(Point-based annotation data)

(begin)

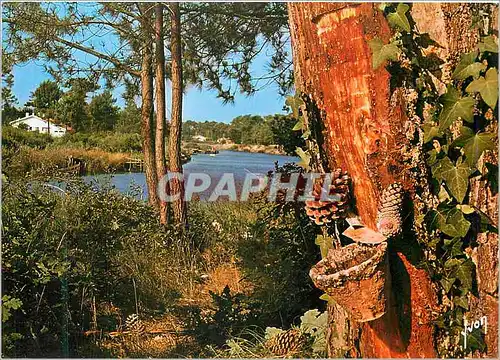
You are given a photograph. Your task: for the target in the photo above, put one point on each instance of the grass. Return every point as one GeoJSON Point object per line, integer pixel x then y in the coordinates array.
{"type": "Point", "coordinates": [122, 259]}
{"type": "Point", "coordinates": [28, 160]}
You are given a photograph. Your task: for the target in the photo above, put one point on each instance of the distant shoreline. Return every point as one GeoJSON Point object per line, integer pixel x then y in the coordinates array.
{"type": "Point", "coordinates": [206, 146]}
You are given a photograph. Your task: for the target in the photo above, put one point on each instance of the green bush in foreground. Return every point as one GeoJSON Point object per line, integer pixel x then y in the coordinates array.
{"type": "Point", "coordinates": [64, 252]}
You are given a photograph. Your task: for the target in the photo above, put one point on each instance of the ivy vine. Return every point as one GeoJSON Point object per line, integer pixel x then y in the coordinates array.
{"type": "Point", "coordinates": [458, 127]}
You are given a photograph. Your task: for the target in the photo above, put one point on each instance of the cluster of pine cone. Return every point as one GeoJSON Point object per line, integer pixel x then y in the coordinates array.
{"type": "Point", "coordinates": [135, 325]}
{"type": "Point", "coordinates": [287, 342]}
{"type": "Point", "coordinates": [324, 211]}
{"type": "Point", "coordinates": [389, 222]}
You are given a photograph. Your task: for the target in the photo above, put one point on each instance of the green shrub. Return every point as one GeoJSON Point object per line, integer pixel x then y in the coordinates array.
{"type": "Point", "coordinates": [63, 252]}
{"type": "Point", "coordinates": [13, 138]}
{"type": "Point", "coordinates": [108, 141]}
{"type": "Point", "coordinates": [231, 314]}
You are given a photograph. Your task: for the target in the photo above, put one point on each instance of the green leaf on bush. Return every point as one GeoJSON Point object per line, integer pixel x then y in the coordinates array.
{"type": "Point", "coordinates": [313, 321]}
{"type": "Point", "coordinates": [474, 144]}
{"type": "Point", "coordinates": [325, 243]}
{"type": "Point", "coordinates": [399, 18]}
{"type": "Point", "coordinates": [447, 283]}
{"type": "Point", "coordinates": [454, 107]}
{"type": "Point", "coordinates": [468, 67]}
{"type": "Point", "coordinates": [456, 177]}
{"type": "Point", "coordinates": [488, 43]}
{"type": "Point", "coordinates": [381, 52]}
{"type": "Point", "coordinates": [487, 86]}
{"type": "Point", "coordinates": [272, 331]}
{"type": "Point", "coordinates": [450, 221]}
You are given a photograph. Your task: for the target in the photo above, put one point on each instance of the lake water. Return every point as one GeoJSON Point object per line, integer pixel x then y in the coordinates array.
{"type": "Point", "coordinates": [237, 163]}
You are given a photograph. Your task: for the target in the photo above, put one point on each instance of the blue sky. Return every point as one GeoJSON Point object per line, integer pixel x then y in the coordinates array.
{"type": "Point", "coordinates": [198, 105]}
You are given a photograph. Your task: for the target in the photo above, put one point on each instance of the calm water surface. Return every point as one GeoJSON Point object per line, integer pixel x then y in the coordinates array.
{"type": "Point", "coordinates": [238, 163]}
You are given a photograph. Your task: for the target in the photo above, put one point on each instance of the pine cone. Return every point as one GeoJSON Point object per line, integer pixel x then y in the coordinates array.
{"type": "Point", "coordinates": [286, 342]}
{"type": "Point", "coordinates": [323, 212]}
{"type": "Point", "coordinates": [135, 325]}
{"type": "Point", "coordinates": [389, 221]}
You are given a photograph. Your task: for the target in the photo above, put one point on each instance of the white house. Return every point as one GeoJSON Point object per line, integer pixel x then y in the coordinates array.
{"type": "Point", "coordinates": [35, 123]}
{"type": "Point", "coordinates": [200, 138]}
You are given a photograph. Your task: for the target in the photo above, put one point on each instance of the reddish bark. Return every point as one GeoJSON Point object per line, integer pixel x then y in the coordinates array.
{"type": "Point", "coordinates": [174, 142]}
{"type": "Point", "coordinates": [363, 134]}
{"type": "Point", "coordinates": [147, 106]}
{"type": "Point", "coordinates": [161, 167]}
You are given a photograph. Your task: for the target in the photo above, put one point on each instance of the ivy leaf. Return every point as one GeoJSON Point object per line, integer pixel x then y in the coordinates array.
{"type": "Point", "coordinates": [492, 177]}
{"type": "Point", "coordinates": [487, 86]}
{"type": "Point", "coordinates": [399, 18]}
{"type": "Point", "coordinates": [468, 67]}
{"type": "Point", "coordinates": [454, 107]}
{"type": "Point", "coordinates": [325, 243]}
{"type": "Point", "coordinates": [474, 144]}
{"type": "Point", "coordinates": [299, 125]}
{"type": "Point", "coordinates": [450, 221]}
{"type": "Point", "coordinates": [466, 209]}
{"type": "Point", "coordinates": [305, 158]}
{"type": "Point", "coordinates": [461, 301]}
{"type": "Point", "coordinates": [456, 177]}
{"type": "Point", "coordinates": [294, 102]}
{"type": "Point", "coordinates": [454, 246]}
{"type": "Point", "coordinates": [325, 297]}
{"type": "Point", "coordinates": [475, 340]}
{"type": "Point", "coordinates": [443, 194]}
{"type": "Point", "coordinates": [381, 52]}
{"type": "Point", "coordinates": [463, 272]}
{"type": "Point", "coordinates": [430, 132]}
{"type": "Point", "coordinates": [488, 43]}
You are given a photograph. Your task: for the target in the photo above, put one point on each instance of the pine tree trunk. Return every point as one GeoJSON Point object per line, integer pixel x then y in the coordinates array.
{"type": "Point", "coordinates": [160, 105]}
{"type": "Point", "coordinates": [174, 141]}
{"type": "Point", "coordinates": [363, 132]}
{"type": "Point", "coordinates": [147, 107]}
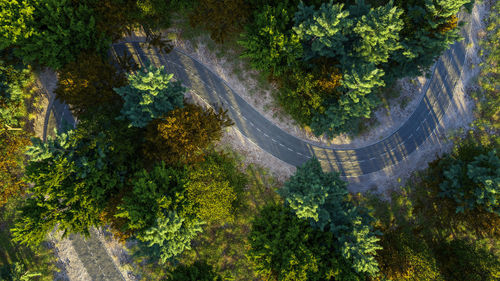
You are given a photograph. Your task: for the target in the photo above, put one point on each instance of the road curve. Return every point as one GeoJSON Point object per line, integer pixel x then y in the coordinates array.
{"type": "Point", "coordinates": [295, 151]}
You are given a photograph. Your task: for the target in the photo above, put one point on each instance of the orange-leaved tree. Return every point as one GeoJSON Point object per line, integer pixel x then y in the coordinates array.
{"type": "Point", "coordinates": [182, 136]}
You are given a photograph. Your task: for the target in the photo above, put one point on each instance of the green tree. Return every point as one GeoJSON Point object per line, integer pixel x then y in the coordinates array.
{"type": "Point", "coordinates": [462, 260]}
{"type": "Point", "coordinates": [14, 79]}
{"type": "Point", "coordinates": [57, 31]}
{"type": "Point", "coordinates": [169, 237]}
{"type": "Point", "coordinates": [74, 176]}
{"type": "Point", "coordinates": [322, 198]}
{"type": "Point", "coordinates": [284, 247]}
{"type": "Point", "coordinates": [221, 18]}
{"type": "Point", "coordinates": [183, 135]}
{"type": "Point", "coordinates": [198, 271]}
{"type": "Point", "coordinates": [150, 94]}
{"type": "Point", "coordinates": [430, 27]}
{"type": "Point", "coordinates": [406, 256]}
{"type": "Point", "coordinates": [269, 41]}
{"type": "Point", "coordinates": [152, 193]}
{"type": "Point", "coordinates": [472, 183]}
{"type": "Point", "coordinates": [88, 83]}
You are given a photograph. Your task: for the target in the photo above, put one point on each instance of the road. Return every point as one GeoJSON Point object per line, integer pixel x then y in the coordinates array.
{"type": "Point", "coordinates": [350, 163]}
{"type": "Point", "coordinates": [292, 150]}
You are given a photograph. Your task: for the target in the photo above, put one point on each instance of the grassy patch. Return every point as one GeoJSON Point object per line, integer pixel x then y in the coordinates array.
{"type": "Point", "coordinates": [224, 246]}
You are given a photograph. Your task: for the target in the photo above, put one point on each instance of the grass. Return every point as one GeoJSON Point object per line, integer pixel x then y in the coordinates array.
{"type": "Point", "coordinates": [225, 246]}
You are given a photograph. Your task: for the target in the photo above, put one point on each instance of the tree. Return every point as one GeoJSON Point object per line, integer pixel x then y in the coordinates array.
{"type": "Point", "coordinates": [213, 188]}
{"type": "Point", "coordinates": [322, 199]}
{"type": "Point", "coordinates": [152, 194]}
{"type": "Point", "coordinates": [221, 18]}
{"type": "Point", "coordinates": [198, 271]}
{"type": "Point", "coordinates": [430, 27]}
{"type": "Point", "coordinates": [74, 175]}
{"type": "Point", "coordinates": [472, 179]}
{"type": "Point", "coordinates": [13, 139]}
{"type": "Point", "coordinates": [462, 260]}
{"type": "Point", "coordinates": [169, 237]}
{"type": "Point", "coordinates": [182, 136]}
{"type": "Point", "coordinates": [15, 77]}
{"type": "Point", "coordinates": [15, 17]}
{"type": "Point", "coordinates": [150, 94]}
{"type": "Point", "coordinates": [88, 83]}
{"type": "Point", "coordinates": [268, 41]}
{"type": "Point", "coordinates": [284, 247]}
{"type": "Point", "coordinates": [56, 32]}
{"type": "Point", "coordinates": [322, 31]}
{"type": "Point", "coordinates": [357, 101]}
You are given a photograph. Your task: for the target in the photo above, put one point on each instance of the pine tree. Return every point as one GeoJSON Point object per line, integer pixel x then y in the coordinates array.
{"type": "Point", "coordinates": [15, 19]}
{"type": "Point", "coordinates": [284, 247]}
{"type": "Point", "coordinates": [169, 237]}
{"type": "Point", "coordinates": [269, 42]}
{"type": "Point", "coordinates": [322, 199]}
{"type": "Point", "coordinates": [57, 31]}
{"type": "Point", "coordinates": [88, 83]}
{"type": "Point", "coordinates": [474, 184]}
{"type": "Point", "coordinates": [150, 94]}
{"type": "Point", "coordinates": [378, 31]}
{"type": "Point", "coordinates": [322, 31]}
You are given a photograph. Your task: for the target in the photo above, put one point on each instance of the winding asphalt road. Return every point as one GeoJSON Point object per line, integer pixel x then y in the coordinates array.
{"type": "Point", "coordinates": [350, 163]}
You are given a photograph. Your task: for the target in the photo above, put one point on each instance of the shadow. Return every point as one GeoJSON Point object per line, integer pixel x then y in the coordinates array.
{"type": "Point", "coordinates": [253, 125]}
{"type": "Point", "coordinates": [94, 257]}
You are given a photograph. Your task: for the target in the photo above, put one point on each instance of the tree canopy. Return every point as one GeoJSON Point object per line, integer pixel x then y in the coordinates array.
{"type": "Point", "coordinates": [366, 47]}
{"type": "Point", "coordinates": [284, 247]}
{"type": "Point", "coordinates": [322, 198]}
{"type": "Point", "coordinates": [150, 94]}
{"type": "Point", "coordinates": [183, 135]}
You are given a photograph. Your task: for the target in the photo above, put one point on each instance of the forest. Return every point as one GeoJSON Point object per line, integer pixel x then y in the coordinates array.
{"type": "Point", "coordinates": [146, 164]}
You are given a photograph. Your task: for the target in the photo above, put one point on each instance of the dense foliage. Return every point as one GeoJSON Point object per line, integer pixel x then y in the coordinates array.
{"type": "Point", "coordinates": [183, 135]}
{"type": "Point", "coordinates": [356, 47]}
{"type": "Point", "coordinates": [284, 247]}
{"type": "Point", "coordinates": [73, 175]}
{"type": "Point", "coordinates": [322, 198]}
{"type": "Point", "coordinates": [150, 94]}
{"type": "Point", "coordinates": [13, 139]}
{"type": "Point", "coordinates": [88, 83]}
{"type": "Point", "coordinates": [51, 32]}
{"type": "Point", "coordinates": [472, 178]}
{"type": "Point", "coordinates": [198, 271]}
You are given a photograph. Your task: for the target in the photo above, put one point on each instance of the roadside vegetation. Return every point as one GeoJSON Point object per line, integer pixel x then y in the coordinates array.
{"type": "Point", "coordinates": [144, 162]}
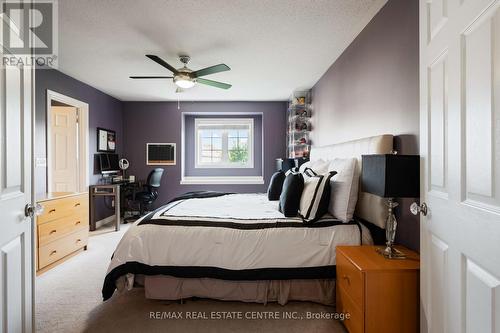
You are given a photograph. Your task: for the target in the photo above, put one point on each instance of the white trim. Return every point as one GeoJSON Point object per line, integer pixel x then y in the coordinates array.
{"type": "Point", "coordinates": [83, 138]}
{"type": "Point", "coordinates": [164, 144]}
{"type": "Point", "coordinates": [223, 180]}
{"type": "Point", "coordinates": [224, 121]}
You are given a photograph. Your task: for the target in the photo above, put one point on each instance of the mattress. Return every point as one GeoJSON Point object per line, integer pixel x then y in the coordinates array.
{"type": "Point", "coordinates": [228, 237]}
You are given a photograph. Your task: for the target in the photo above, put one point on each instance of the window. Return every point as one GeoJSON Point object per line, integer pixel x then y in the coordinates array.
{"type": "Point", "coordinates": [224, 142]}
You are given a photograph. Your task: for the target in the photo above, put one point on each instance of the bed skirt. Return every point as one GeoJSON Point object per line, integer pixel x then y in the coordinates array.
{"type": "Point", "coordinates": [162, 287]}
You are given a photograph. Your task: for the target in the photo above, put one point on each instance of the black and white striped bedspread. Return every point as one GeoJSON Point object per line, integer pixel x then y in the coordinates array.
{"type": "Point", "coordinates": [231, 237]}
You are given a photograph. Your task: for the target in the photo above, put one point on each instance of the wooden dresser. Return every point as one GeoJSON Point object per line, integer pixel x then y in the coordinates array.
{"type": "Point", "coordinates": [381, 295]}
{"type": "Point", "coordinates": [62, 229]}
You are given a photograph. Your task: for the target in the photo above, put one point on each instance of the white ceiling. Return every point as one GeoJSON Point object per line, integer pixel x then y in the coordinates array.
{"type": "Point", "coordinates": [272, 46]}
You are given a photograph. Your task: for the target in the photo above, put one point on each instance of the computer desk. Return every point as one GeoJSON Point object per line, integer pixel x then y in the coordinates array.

(end)

▶ [What to produce] Extract every line from the one with "of the wooden" down to the final line above, both included, exactly as written.

▶ [Problem solution]
You are given a photograph. Your task: for the target in the photo above, put one point on each instance of the wooden dresser. Return every point as one GeoJSON Point object per line, integer pixel x then y in the coordinates array.
{"type": "Point", "coordinates": [381, 295]}
{"type": "Point", "coordinates": [62, 229]}
You are given a photograph. Your task: for the target in the photo above, put one point on each instance of the white ceiling. Return every point as one GeoJSON Point object per line, integer pixel x then y in the coordinates array.
{"type": "Point", "coordinates": [272, 46]}
You are given a photograph. Your task: for the target in the photo above, put one point on each instance of the computer desk. Return every point as one GeoJSON Point object per line, integer pixel x then y in the coordinates array.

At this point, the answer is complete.